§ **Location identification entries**
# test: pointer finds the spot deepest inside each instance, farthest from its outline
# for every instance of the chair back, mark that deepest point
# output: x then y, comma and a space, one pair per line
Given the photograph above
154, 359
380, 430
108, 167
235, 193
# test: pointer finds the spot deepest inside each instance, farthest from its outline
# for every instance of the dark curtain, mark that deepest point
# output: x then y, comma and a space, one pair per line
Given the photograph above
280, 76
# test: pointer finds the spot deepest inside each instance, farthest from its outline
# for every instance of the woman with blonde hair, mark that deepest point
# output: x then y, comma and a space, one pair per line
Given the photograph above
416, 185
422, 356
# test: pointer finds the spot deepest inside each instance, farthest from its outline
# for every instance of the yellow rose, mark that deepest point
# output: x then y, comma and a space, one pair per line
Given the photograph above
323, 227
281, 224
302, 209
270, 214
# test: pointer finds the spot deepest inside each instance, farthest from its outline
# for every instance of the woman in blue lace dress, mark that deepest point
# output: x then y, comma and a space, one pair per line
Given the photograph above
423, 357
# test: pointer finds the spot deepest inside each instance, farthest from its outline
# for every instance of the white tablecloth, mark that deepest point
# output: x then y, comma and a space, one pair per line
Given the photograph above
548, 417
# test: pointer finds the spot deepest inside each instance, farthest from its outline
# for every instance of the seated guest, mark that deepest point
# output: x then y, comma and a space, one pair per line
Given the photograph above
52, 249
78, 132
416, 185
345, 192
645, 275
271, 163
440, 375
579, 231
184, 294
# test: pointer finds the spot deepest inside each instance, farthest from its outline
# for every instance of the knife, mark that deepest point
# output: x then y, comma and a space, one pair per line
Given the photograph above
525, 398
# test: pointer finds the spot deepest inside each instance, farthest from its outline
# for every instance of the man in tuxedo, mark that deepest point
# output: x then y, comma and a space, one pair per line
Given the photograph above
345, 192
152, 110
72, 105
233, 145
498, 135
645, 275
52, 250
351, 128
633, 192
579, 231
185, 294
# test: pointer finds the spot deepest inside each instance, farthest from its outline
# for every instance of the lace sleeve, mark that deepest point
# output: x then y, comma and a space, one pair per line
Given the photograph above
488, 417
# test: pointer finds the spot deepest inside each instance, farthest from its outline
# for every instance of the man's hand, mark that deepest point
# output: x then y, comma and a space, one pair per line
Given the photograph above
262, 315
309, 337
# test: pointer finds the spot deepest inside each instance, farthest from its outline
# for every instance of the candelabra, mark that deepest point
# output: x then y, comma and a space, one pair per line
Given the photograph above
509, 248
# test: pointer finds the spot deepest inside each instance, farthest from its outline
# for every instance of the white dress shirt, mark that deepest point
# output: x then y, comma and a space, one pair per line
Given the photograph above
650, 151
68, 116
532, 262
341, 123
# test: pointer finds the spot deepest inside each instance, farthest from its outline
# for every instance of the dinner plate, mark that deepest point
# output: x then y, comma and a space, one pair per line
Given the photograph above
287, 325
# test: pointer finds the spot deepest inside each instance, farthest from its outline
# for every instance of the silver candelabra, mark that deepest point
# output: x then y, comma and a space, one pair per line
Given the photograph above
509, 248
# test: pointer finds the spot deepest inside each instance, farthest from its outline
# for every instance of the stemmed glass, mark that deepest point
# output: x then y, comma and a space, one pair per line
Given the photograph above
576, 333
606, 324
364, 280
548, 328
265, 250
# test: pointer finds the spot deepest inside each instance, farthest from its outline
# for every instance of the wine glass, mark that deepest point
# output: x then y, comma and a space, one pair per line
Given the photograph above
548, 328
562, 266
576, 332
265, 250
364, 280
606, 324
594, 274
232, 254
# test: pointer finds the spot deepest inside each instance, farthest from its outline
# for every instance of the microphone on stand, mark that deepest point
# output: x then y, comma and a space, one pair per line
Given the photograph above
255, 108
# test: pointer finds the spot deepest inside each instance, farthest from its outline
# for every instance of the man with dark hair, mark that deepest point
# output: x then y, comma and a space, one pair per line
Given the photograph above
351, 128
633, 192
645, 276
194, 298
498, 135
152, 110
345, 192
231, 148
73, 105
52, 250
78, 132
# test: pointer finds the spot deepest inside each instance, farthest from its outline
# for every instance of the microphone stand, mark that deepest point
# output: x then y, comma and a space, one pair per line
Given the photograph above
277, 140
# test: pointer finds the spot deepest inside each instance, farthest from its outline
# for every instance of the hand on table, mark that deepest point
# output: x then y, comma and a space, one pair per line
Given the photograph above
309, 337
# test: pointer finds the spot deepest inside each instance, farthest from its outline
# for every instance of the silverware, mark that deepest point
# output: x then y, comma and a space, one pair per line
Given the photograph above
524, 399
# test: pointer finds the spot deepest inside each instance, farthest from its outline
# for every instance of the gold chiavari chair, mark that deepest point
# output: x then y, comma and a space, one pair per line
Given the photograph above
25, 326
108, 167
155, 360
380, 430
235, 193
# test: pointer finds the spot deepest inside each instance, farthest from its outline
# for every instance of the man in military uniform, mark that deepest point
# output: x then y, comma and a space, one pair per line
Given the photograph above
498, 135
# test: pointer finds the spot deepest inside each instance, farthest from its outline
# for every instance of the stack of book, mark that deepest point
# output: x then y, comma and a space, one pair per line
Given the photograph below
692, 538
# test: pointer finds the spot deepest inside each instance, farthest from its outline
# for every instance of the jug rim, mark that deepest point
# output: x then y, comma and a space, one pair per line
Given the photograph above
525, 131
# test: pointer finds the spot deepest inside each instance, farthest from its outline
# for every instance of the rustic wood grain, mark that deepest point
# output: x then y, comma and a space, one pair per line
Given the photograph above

§ **What is expected**
Print the whole listing again, exactly.

§ **Completed task**
# test: pointer finds the spot deepest inside each instance, farthest from its outline
# for every instance of the chair back, mark that deepest point
# output: x then y, comma and a space, one pair per line
Given the photograph above
154, 359
380, 430
108, 167
235, 193
# test: pointer finds the spot deepest inside each instance, farthest from its outline
# for every instance of the dark curtain, mark that deepest point
# output: x then y, comma and a space, one pair per line
Given the photograph above
280, 76
# test: pointer finds the spot deepest inside each instance, farthest from its outline
# for every instance of the woman with blonde hair, mark that deepest point
# output: x then y, comma and a space, one pair per line
Given the photograph above
416, 185
422, 356
# test: pointer finds the spot deepest inside each instance, farthest from its outline
# for every instance of the yellow rose, mark that deepest point
# output: x then y, comma and a space, one pair per line
Given the photograph above
323, 227
281, 224
302, 209
270, 214
# test: pointer finds the spot deepest inside each instance, farthest from its outline
# for every instance of the woman in blue lace dress, mark that deepest point
# output: x then y, comma and a space, one pair per line
Given the photograph above
423, 357
# test: pointer finds the spot deepest inside each instance, farthest from its outline
# for every instance of the white tablecloth, mark that deepest point
# output: x then y, comma and a space, one pair per line
Given the photograph above
548, 417
# test: pointer finds the spot deepest inside each instance, farthest from its outline
# for every instance of the seated guest, mark that deepest point
# output: x then y, comma and a space, one pair per line
Given the photograph above
52, 249
78, 132
416, 185
345, 192
645, 275
271, 163
440, 375
579, 231
184, 294
# test: pointer finds the spot deepest inside each instance, farthest from its outline
# for every instance of the knife, mark that deepest point
# output: x then y, comma and a space, one pair per line
Given the photograph above
525, 398
# test: pointer finds the spot deepest inside each instance, farthest from its outline
# for every instance of the man in tuxedo, mark that deepest point
# output: x then y, comma and a space, one pair per line
Given the photograph above
345, 192
152, 110
72, 105
233, 145
498, 135
645, 275
52, 250
351, 128
633, 192
579, 231
185, 294
# test: pointer finds the spot deepest inside each instance, farthest from its outline
# for every instance of the lace sleeve, mark that deepest point
# output: x then y, comma and a space, one pair per line
Given the photograph above
488, 417
# test: pointer finds the spot deepest inside each instance, farthest from its outline
# for every instance of the man's hand, mark that deepest point
# output: x then y, comma and a space, one pair per line
Given the photograph above
262, 315
309, 337
# test: pointer finds the spot deepest inside each instance, farthest from its outline
# for every instance of the candelabra, mark that deepest point
# output: x then y, comma and a space, one pair per line
Given the photograph above
509, 248
# test: pointer finds the spot deepest inside each instance, farthest from its outline
# for every instance of the white dress shirt, mark that deepest point
# output: x then y, comma and a space, one pair per line
Given the photograph above
650, 151
68, 116
532, 262
341, 123
# test: pointer finds the spot deepest inside each instance, farthest from its outline
# for every instance of the dinner plate, mark that deepest point
# output: x then y, comma and a space, one pair per line
Given the photograph above
287, 325
# test: pointer finds the spot deepest inside each instance, farthest from its outline
# for every instance of the silver candelabra, mark that deepest point
# output: x then y, comma and a space, one pair per line
Given the photograph above
509, 248
# test: pointer finds the spot deepest inside each instance, farthest from its outline
# for every instance of the stemmed glass, mark that deepest point
# output: x then y, comma and a space, one pair per line
Given the photograph above
576, 333
606, 324
364, 280
548, 328
265, 250
# test: pointer finds the spot deepest inside each instance, farthest from its outline
# for every instance of the wine glass, mark that deepest point
# output: x then y, comma and a space, one pair per line
Given the photograph above
548, 328
562, 266
576, 332
265, 250
364, 280
606, 324
594, 274
232, 254
# test: pointer finds the spot deepest inside each instance, farthest from its outline
# for every instance of the microphone on stand, mark that deepest point
# output: x then y, comma and a space, one pair per line
Given the photograph above
255, 108
# test: pointer finds the spot deepest inside each instance, farthest from its outline
# for every instance of the man with dark hair, mark that deepest point
# output: x then y, comma and a space, one pair per line
Given the photograph above
351, 128
633, 192
645, 276
194, 298
498, 135
152, 110
345, 192
231, 148
73, 105
52, 250
78, 132
# test: pointer finds the spot deepest inside each instance, farthest from its outline
# for every instance of the microphone stand, mark that deepest point
# output: x then y, comma and a space, one pair per line
Given the photograph above
277, 140
# test: pointer finds the spot deepest inside each instance, farthest from its outline
# for every instance of the hand on table, mark that deepest point
# output: x then y, comma and a space, one pair per line
Given the photograph above
309, 337
# test: pointer finds the spot deepest inside each instance, farthest from its outline
# for every instance of the silverware, mark that deepest point
# output: x then y, comma and a space, one pair per line
Given the photograph above
524, 399
# test: pointer finds the spot deepest inside each instance, farthest from its outline
# for every instance of the gold chiavari chair, mark that deepest point
# output: x then y, comma and a space, one pair per line
Given the photograph above
25, 326
108, 167
155, 360
380, 430
235, 193
# test: pointer finds the spot deepest inside each instance, farthest from its outline
# for every instance of the man in military uniform, mark that deepest point
# output: x then y, comma and a space, one pair per line
Given the photograph above
498, 135
# test: pointer finds the spot deepest inside each instance, farthest from its outline
# for every instance of the stack of book, mark that deepest point
# output: x then y, comma and a space, one pair per line
Given the photograph below
692, 538
# test: pointer finds the spot deepest inside each instance, farthest from its outline
# for every instance of the jug rim, mark that deepest point
# output: x then y, comma and a space, one pair per line
Given the photograph above
525, 131
# test: pointer finds the spot deepest inside each instance, farthest from its outline
# for every instance of the rustic wood grain, mark that deepest point
# output: x then y, comma and a space, one pair per line
Given the photograph above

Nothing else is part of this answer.